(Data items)
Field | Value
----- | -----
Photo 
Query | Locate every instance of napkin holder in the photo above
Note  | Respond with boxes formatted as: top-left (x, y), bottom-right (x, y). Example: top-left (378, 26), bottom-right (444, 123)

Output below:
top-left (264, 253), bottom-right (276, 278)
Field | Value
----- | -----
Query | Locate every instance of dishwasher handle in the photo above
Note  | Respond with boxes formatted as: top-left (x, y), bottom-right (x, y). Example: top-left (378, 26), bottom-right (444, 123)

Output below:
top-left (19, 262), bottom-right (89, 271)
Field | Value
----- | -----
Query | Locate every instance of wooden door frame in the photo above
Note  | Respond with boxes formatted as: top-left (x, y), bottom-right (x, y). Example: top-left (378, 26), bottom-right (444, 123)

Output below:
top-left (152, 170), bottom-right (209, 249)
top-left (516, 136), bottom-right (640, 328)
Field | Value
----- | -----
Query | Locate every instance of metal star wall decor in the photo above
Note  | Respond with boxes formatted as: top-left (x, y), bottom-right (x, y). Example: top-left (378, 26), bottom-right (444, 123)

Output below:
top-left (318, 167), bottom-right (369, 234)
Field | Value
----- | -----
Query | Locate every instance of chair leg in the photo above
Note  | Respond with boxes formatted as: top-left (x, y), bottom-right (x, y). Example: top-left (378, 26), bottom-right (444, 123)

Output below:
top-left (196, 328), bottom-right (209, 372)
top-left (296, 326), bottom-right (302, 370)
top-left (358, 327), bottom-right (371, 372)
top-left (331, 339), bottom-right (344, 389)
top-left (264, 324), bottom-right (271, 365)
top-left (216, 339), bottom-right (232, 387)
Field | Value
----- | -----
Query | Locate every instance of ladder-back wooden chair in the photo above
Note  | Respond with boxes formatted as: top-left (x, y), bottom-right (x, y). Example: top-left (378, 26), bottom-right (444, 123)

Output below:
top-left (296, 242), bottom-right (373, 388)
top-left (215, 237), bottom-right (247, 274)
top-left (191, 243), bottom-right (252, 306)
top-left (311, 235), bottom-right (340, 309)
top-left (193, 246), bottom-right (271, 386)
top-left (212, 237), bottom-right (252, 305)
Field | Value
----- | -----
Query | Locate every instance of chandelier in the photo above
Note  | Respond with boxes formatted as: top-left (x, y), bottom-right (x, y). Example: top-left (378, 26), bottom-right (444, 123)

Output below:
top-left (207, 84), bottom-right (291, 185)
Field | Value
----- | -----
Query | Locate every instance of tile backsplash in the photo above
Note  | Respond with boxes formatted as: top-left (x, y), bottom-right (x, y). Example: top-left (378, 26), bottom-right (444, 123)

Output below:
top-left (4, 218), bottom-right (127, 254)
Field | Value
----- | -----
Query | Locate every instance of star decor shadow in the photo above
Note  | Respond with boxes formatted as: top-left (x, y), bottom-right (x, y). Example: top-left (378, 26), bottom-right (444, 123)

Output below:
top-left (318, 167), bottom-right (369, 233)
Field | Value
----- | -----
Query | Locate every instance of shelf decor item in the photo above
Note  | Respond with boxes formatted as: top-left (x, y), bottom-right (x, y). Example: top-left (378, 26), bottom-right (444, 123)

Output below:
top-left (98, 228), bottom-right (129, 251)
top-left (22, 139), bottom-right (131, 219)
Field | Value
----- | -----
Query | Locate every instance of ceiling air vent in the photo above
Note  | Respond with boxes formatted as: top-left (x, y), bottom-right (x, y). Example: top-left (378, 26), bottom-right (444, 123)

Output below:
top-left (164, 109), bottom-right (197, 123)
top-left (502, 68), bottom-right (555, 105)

** PROBLEM TO WORK ON **
Reproduce the listing above, substituting "Mark each occurrence of" for every occurrence of "Locate every instance of" and leaving everything else unchanged.

** SOLUTION TO THIS PROBLEM **
Field | Value
----- | -----
Photo 
Query | Mark each occurrence of napkin holder in the photo above
Note  | Respond with boxes formatted as: top-left (x, y), bottom-right (x, y). Example: top-left (378, 26), bottom-right (444, 123)

Output below:
top-left (264, 253), bottom-right (276, 278)
Field | Value
----- | -----
Query | Mark each occurrence of dishwasher handle in the photo above
Note  | Respond with boxes formatted as: top-left (x, y), bottom-right (x, y). Example: top-left (378, 26), bottom-right (444, 123)

Output below:
top-left (19, 262), bottom-right (89, 271)
Field | Value
----- | -----
Query | Mark each occurrence of wooden door frame in the photo above
Note  | Respond with boxes formatted as: top-left (x, y), bottom-right (x, y). Example: top-left (378, 26), bottom-right (444, 123)

Output below:
top-left (152, 170), bottom-right (209, 249)
top-left (516, 136), bottom-right (640, 328)
Field | Value
----- | -----
Query | Mark each occurrence of metal star wall decor in the photo above
Note  | Respond with boxes formatted as: top-left (x, y), bottom-right (x, y). Example: top-left (378, 26), bottom-right (444, 123)

Output below:
top-left (318, 167), bottom-right (369, 234)
Field | Value
----- | -----
Query | Mark each occurrence of chair leg in the photo above
Note  | Respond with boxes formatted as: top-left (x, y), bottom-right (x, y). Example: top-left (378, 26), bottom-right (444, 123)

Output below:
top-left (196, 328), bottom-right (209, 372)
top-left (296, 326), bottom-right (302, 370)
top-left (358, 327), bottom-right (371, 372)
top-left (331, 339), bottom-right (344, 389)
top-left (264, 324), bottom-right (271, 365)
top-left (216, 339), bottom-right (232, 387)
Field | Value
----- | -----
Query | Mark each occurrence of ladder-back wooden chair in the photo above
Note  | Respond with boxes formatted as: top-left (x, y), bottom-right (x, y). Example: top-left (378, 26), bottom-right (444, 123)

Output below:
top-left (296, 242), bottom-right (373, 388)
top-left (215, 237), bottom-right (247, 274)
top-left (191, 243), bottom-right (252, 306)
top-left (311, 235), bottom-right (340, 309)
top-left (193, 246), bottom-right (271, 386)
top-left (212, 237), bottom-right (252, 305)
Field | Value
----- | -----
Query | Mark each occurrence of chandelier in the photo above
Note  | Respond with boxes formatted as: top-left (x, y), bottom-right (x, y). Example: top-left (378, 26), bottom-right (444, 123)

Output below:
top-left (207, 84), bottom-right (291, 185)
Field | Value
----- | -----
Query | Mark each occurrence of tile backsplash in the photo above
Note  | Respond with boxes formatted as: top-left (x, y), bottom-right (x, y). Example: top-left (378, 26), bottom-right (444, 123)

Output below:
top-left (4, 218), bottom-right (127, 254)
Field | Value
----- | -----
Query | Mark each occurrence of star decor shadow in the photo above
Note  | Respond with boxes formatted as: top-left (x, y), bottom-right (x, y). Example: top-left (378, 26), bottom-right (444, 123)

Output below:
top-left (318, 167), bottom-right (369, 233)
Field | Value
----- | -----
Query | Mark each occurrence of shelf decor item in the photo above
Note  | Respond with boxes formatted as: top-left (x, y), bottom-right (x, y). Example: top-left (378, 26), bottom-right (444, 123)

Output below:
top-left (98, 228), bottom-right (129, 251)
top-left (22, 139), bottom-right (131, 219)
Field | Value
----- | -----
Query | Mark each occurrence of ceiling air vent in the photo above
Note  | Respond with boxes formatted as: top-left (x, y), bottom-right (x, y). Example: top-left (378, 26), bottom-right (444, 123)

Output below:
top-left (164, 109), bottom-right (197, 123)
top-left (502, 68), bottom-right (555, 105)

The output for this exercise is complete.